Reproduce all of the records below in full except the pictures, and shift every coordinate given as an answer by adding 83 to each of its numbers.

+--

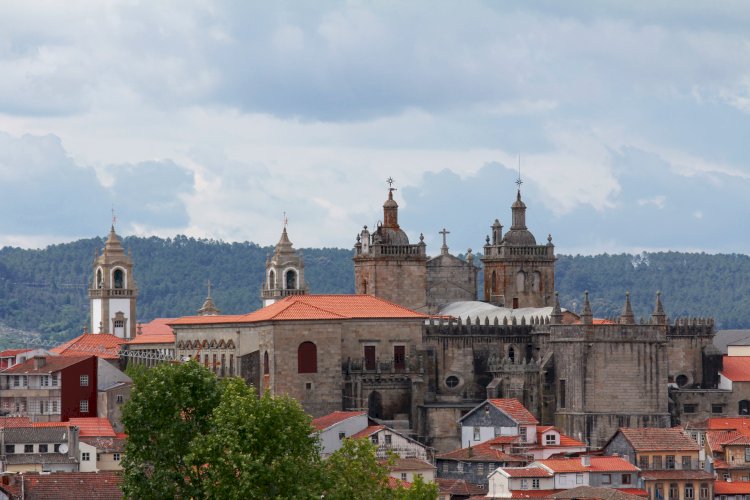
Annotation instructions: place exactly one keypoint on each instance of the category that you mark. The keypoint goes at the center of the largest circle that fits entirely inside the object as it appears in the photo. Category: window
(704, 491)
(689, 492)
(561, 396)
(370, 362)
(674, 493)
(399, 357)
(307, 358)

+--

:: TASK RESPONSE ::
Annotation instructions: place exactly one keypoint on each instance of the category that you mark. The keypoint goes at the center of the largest circle that fits entirely inside the object as it appears in the photo. Category: window
(787, 574)
(772, 575)
(644, 479)
(453, 445)
(757, 576)
(482, 440)
(390, 441)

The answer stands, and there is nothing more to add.